Set task:
Write out, precisely and in full, each line of the material.

begin Record set

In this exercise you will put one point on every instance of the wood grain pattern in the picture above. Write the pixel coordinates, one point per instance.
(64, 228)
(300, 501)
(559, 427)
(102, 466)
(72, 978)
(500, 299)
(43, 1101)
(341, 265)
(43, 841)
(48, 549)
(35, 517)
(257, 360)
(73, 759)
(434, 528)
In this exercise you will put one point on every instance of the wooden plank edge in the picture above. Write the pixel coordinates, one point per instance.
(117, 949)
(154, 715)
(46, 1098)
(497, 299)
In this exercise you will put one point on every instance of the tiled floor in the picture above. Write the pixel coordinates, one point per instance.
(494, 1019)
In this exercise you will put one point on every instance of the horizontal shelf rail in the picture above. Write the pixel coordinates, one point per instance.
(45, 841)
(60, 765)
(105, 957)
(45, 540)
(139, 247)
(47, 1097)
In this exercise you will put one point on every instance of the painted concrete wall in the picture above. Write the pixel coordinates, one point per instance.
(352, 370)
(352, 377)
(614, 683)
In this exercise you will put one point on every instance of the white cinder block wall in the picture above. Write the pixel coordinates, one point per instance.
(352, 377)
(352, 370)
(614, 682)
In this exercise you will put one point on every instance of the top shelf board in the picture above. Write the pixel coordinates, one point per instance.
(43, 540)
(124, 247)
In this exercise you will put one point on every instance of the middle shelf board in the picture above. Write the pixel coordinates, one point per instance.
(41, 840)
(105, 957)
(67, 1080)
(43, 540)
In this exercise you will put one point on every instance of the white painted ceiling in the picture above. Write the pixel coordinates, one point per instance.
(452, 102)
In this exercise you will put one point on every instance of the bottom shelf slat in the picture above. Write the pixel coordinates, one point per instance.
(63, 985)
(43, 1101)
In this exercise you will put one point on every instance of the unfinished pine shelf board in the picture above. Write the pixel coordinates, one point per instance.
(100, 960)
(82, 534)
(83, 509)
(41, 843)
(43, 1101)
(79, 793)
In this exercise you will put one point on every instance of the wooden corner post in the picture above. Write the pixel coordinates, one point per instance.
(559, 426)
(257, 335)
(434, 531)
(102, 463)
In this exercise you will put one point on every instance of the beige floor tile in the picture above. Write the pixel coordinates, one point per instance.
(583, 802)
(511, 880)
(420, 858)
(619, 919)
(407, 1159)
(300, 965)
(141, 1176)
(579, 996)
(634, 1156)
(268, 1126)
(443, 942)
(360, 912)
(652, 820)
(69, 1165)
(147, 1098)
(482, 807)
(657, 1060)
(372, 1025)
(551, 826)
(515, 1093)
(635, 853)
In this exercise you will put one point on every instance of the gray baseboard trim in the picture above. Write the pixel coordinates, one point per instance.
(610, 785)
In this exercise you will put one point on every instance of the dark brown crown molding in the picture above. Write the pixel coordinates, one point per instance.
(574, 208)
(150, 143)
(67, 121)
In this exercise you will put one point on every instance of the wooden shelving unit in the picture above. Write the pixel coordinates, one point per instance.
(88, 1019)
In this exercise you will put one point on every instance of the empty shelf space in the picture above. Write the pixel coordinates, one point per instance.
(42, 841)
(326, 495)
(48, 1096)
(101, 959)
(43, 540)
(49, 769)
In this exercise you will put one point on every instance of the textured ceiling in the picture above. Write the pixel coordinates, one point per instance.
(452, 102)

end Record set

Final result:
In this exercise you will put one point on every instance of the wood grain pattern in the picture above. Write the pixel coordinates, one point per instance.
(64, 228)
(300, 501)
(559, 427)
(102, 466)
(72, 978)
(500, 299)
(43, 1101)
(341, 265)
(43, 841)
(48, 549)
(35, 517)
(257, 360)
(73, 759)
(434, 528)
In this exercise you will put one point on every instance of the wooden plank edge in the picture above. Write the pixel coordinates, one point per instance.
(117, 949)
(154, 715)
(46, 1098)
(497, 299)
In this exercise you will put one point on every instance of the tiled floor in the picture above. Write the pixel coordinates, one point per instance.
(494, 1019)
In this exercise you will put one point on every instance of the horizontal shelf rail in the picture above. Write the pixel coordinates, one point per instance.
(45, 841)
(60, 765)
(105, 957)
(45, 540)
(139, 247)
(47, 1097)
In this exercise you will put one point on every instance of the painted concrete wall in the picture above. Write the pixel coordinates, one point per instance.
(352, 370)
(352, 377)
(614, 683)
In this exercise you will put one point on every instance of the white cinder block wall in the picture above. Write the pixel coordinates, one point per instance.
(352, 377)
(352, 370)
(614, 682)
In this exercise you will put one point on every instance of the top shelf board in the picture above. Write the pixel coordinates, one point per instance.
(43, 540)
(124, 247)
In this exercise you will put one point on every instance of the middle shelf board in the picture above. Write the pixel coordinates, one point per instance.
(41, 840)
(105, 957)
(67, 1080)
(43, 540)
In this exercise you will put one point on every instance of the white painted ceiling in the picture above. Write the pixel coordinates, one point per instance.
(452, 102)
In this exercise you will put one point on every instance of the bottom shelf slat in the picture above. Write the pixel coordinates, one point per instance.
(63, 985)
(43, 1101)
In this exercise you will put one point on every instance of the unfinished pine shelf board in the picture above. Write the pixel coordinates, one point per instance.
(100, 960)
(82, 534)
(83, 509)
(41, 843)
(43, 1101)
(79, 793)
In this exercise you will put one point on every instance of the wooden corner post in the picture above. Write the pixel coordinates, one point per instance.
(559, 426)
(257, 335)
(434, 531)
(102, 463)
In this exercise you will put one point on every instance of the beige floor tile in the picture above. Write the pixel coordinates, one point per instance.
(583, 802)
(511, 880)
(420, 858)
(619, 919)
(407, 1159)
(300, 965)
(141, 1176)
(579, 996)
(634, 1156)
(268, 1126)
(443, 942)
(360, 912)
(652, 820)
(69, 1165)
(147, 1098)
(482, 807)
(657, 1060)
(372, 1025)
(551, 826)
(515, 1093)
(635, 853)
In this exercise you will put one point on every instance of the gray baseboard trim in the picture above. Write the pixel coordinates, one point per instance.
(610, 785)
In this exercise you will put one point on every instance of the dark brown crown molding in the picture above. Write the pixel coordinates, one point per instance.
(574, 208)
(150, 143)
(67, 121)
In this exercise you will put one point on every instance of the wooden shelving unit in the picture above. Write the pixel coordinates, one point per instance.
(88, 1019)
In this exercise you will put one point on every instance of the empty shelf space in the picture above. Write the pixel coordinates, one point per instance.
(42, 841)
(326, 495)
(48, 1096)
(101, 959)
(43, 540)
(49, 769)
In this exercise you will put one point on every instance of the textured ceiling in the picture above. Write the pixel coordinates, one point per instance.
(452, 102)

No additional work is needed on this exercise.